:: GEGEVENSFRAGMENTEN ::

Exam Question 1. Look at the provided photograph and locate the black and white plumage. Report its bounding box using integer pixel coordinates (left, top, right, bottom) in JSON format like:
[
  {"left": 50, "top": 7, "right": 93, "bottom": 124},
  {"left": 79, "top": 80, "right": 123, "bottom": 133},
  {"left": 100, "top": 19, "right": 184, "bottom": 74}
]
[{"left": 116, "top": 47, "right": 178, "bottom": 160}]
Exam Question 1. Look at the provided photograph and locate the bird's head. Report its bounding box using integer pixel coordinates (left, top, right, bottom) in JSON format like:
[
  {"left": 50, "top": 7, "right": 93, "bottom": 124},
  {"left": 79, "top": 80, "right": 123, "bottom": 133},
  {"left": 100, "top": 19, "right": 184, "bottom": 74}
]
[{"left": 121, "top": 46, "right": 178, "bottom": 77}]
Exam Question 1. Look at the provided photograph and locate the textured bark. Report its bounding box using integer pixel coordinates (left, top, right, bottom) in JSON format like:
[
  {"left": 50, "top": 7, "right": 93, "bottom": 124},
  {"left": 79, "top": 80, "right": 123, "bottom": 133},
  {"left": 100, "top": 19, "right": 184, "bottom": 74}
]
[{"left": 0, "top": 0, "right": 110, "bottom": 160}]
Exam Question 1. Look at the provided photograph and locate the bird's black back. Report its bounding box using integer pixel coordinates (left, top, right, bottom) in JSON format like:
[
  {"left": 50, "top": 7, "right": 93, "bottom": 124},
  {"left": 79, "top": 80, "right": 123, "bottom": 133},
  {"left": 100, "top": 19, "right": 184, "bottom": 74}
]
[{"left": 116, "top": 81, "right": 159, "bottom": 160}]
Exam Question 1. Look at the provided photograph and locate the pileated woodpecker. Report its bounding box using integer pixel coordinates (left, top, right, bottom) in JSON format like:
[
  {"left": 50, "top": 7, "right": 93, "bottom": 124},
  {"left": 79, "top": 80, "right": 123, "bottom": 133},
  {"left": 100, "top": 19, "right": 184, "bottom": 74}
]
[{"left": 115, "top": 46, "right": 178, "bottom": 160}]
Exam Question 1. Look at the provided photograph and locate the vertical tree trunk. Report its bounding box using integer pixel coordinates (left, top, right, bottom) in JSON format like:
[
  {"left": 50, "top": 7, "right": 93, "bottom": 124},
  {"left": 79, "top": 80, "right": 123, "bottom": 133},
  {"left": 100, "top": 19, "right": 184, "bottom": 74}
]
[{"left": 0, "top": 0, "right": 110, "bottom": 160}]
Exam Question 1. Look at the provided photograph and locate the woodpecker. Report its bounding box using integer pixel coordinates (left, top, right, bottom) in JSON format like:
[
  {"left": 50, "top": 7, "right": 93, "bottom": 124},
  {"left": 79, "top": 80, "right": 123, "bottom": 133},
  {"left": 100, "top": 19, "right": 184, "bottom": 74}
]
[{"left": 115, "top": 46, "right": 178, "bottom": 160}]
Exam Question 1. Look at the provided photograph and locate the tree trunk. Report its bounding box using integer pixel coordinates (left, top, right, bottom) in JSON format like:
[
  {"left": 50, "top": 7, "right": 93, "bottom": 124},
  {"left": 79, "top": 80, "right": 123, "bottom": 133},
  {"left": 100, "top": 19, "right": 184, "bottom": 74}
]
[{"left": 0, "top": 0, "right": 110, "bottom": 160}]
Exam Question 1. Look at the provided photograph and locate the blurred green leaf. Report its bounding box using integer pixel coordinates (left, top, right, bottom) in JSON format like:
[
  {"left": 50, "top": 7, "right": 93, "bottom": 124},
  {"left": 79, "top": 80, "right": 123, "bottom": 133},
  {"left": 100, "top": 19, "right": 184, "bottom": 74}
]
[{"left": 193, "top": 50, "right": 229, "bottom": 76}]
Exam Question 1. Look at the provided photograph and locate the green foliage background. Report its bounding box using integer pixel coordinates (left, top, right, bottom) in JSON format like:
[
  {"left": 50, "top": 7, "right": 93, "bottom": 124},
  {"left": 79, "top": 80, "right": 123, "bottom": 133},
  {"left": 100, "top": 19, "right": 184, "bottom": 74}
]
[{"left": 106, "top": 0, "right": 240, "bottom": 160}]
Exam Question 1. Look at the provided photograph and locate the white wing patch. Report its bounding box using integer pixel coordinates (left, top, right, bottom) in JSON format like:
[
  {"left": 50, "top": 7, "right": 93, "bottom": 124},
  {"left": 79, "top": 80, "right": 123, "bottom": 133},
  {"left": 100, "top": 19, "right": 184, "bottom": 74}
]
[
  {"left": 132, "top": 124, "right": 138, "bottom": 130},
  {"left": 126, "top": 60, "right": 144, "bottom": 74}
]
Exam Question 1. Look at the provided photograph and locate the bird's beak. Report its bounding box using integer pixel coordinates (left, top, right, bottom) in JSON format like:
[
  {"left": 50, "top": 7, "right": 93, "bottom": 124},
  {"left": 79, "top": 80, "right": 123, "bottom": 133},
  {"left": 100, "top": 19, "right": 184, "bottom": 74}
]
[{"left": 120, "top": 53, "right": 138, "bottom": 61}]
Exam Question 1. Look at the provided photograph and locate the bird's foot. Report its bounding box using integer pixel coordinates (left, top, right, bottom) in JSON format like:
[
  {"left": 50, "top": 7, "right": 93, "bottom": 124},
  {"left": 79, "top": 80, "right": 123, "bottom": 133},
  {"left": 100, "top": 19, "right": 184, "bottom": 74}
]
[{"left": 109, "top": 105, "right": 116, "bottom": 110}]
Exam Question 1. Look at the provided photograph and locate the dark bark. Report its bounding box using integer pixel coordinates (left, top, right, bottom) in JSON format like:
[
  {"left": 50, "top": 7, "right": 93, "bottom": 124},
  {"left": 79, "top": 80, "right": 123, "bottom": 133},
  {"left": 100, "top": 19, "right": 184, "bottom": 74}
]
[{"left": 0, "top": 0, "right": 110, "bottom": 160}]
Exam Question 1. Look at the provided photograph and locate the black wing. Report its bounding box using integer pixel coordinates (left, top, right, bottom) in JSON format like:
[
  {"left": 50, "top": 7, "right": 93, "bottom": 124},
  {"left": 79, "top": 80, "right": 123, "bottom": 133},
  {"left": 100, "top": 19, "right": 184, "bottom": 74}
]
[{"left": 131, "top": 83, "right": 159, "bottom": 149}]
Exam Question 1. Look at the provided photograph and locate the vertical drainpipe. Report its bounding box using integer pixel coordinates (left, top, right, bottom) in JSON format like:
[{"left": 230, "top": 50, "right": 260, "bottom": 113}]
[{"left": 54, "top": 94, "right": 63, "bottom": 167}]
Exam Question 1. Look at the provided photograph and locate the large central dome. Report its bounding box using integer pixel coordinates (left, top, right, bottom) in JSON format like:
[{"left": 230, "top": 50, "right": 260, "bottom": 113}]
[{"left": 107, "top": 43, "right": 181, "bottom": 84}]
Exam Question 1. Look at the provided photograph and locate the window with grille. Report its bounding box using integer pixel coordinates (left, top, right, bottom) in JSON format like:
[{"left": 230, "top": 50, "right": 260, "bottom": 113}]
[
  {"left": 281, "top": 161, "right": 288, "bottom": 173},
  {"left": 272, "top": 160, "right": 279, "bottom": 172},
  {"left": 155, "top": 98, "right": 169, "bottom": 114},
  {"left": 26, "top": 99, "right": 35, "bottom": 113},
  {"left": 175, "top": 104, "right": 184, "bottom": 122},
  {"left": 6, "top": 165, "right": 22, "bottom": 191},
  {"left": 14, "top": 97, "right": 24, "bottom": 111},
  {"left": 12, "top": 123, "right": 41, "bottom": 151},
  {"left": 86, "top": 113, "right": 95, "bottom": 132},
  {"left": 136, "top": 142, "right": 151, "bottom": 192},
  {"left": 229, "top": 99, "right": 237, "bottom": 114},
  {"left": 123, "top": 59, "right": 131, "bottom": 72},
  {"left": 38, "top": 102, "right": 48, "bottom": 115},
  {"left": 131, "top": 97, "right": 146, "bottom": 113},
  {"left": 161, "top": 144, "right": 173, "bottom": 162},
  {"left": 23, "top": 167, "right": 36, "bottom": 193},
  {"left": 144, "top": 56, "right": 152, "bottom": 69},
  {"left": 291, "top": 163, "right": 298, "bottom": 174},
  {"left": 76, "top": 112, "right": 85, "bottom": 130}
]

:::

(WAT WORDT GEVRAAGD) Geef elke regel uit de items hierboven terug waarin het woord "vertical" voorkomt. Hoofdletters en kleine letters tellen mee.

(ANTWOORD)
Exam Question 1. Look at the provided photograph and locate the vertical tree trunk. Report its bounding box using integer pixel coordinates (left, top, right, bottom) in JSON format like:
Exam Question 1. Look at the provided photograph and locate the vertical drainpipe. Report its bounding box using integer pixel coordinates (left, top, right, bottom) in JSON format like:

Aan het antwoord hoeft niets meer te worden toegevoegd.